- _TASK STATEMENT_:
Reproduce word for word the part of the octonion post running from "There are now" to "here and here.".

- _QUOTED PASSAGE_:
=-=-=-=-=
Category Archives: Physics

Space-Time-Algebra (STA) Octonionic Illustration

Please see the STA Wikipedia page or Lasenby, A. (2022), Some recent results for SU(3) and Octonions within the Geometric Algebra approach to the fundamental forces of naturedoi:10.1002/mma.8934 for more information on STA based octonion products.

Space-Time Algebra (STA) octonionic representation

I have updated my comprehensive Fano plane list of 480 octonion triad sets. This new file adds the SpaceTime Algebra (STA) octonion representation on the nodes here. It is a large PDF at 80Mb. It is sorted by the E8 root vertex numbers based on a canonical sort from the 9th row of the Pascal triangle. As such, it has 16 excluded roots that are the 8 positive and 8 negative generator roots (which don’t produce unique octonions).

There are now also two sets of files that show the STA detail data in each 240 + 240 sets of E8 indices splitting of the 480 (one with the first triad that defines the non-commutative multiplication by either Right (IJ=K) & Left (JI=K) quaternions. These are also 80Mb files. There are corresponding Mathematica notebooks with the same content in case you want to interact (e.g. rotate in 3D the Fano plane). They are here and here (respectively).

My original Fano plane / split Fano plane posts are here and here.

A bit about octonions:
The 480 octonion permutations are generated with a list of 30 sets of triples (3 numbers from 1-7 with no two triples with two numbers in common).

Canonical 30 sets of 7 triads

These can be visualized as a Fano plane. The Fano plane is easily constructed by taking the first 3 (of 7) triads and deleting the 4th and 7th (of the 9) numbers. This gives a “flattened” list of numbers (1-7) in some permutation order. While there are 7!=5040 possible, only 480 create proper octonions. But how to pair up the 480 to mesh with E8?
=-=-=-=-=
- _DATA LISTING_:
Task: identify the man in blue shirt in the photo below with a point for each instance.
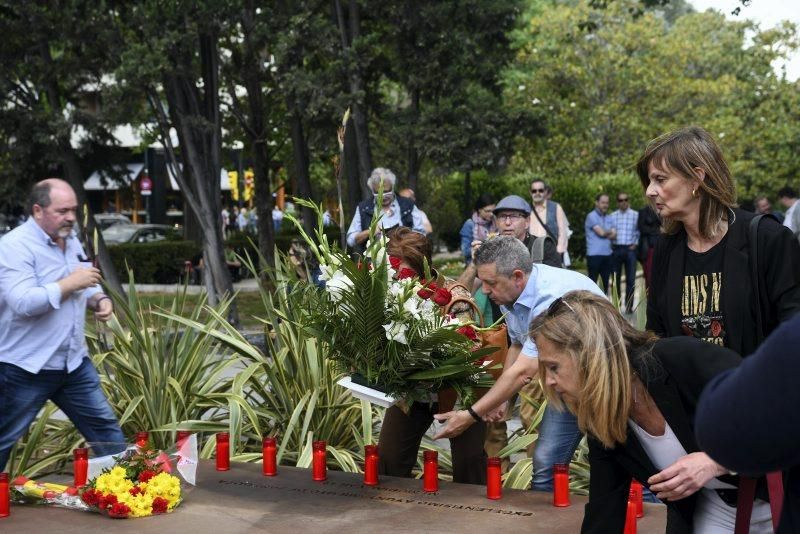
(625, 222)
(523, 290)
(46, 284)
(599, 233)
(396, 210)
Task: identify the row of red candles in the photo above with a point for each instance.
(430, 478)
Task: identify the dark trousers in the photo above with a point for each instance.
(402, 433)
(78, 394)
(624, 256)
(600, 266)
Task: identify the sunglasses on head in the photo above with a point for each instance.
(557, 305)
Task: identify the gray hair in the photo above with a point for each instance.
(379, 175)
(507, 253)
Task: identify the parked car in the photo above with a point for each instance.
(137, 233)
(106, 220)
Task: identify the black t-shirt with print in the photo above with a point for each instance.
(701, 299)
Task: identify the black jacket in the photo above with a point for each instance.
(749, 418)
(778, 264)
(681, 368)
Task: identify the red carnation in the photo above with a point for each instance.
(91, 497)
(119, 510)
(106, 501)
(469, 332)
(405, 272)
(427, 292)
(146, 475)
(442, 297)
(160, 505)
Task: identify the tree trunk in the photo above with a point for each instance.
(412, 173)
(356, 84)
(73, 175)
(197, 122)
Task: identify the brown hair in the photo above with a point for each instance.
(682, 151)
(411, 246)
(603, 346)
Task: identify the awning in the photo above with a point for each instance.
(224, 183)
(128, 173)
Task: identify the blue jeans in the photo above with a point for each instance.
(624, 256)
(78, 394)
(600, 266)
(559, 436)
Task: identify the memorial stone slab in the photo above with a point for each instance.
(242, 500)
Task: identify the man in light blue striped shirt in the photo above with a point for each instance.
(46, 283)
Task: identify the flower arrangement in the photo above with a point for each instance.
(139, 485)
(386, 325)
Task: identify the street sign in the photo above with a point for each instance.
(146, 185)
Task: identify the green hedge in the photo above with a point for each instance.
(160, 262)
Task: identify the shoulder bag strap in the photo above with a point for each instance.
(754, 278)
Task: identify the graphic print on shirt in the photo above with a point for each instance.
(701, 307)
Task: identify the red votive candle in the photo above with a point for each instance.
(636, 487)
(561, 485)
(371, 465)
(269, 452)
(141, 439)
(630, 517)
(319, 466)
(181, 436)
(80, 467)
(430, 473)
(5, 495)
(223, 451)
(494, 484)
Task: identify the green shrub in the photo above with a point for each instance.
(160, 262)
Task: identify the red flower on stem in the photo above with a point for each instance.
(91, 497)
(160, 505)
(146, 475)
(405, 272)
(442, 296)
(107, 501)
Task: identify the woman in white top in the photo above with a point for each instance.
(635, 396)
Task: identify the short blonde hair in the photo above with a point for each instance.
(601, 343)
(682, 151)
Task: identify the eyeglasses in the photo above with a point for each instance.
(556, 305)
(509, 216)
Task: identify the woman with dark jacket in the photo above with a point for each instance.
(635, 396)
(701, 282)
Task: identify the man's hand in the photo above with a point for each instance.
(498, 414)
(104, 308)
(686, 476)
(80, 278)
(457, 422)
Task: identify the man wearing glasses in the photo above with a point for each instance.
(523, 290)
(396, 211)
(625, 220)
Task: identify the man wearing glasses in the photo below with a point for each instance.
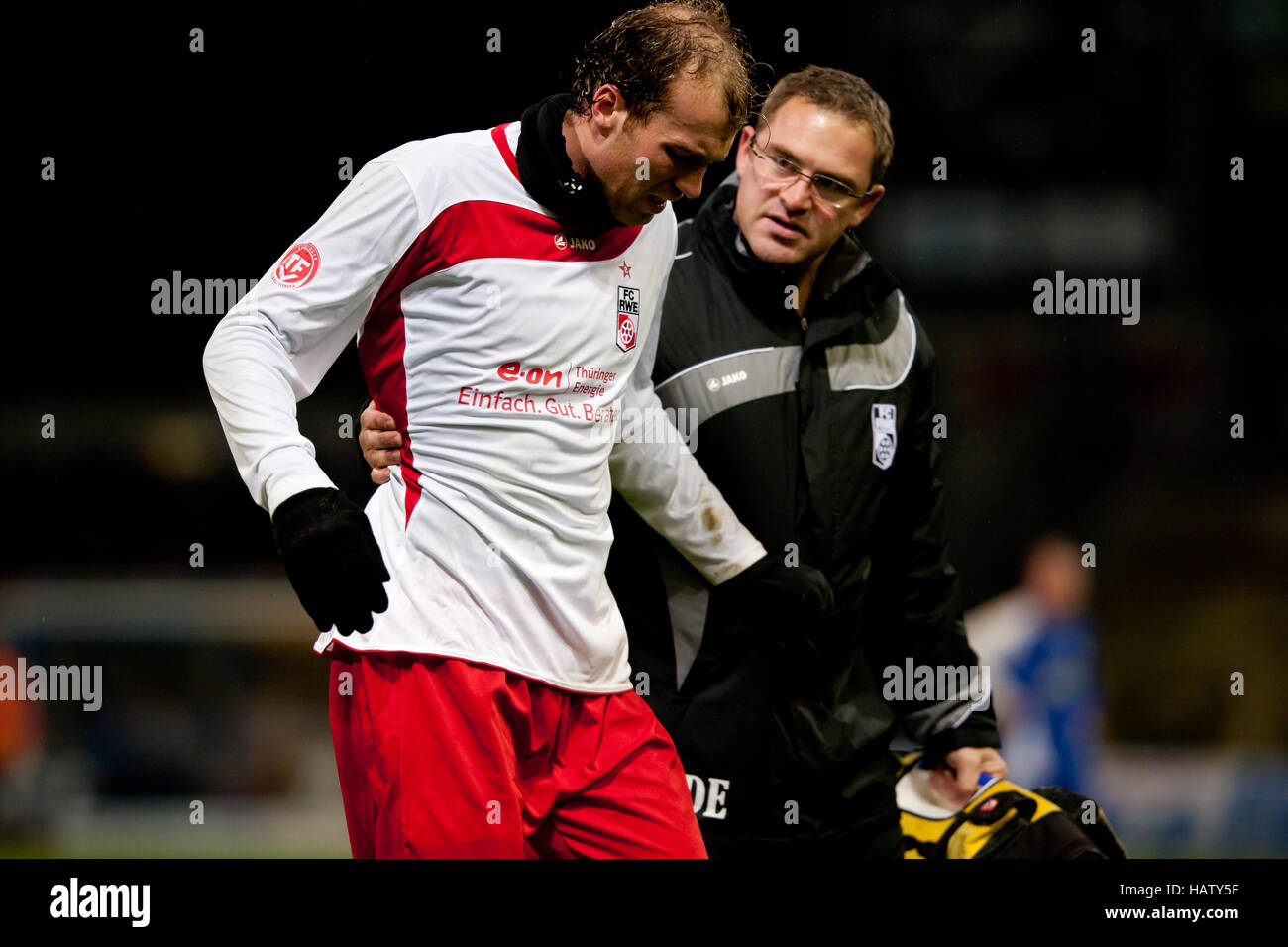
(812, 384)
=-=-=-=-=
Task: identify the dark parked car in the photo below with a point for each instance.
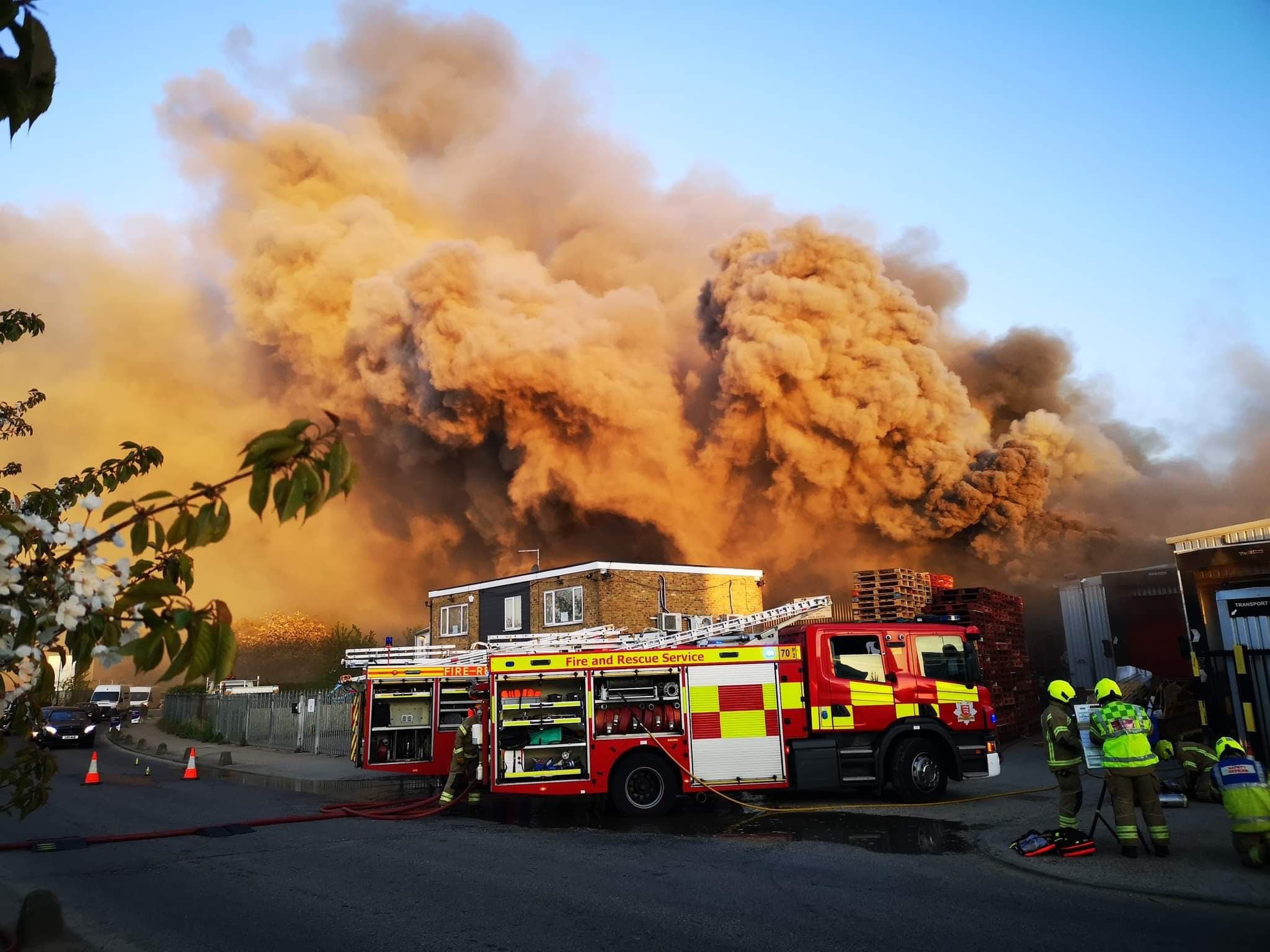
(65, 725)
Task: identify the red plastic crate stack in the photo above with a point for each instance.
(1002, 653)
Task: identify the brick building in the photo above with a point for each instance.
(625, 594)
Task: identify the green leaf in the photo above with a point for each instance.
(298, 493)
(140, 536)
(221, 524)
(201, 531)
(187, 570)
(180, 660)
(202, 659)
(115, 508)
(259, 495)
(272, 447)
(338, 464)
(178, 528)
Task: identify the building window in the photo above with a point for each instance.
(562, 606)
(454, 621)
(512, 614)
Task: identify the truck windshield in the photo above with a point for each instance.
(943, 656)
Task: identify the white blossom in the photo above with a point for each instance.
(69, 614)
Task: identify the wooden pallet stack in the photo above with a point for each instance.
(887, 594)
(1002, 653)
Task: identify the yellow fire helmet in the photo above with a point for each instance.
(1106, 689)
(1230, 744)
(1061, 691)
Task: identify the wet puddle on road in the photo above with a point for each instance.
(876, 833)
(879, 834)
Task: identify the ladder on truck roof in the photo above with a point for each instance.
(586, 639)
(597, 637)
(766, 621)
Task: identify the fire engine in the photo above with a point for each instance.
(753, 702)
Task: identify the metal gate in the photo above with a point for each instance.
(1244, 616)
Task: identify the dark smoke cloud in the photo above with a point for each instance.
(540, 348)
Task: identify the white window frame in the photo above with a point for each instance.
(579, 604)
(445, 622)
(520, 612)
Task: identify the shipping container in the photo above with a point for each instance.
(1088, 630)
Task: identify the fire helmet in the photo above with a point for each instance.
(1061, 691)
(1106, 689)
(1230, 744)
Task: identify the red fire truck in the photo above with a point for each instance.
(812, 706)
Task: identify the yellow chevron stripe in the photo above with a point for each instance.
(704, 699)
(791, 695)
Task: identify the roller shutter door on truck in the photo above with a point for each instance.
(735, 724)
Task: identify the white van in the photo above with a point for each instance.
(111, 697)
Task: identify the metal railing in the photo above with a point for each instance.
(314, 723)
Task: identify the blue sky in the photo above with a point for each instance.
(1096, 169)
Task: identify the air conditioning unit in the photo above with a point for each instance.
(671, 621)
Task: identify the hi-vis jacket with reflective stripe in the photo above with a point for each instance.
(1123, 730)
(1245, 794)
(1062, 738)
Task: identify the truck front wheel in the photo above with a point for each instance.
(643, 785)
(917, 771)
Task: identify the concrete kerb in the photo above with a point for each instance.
=-=-=-=-=
- _EXPECTED ANSWER_:
There are now also two sets of files that show the STA detail data in each 240 + 240 sets of E8 indices splitting of the 480 (one with the first triad that defines the non-commutative multiplication by either Right (IJ=K) & Left (JI=K) quaternions. These are also 80Mb files. There are corresponding Mathematica notebooks with the same content in case you want to interact (e.g. rotate in 3D the Fano plane). They are here and here (respectively).

My original Fano plane / split Fano plane posts are here and here.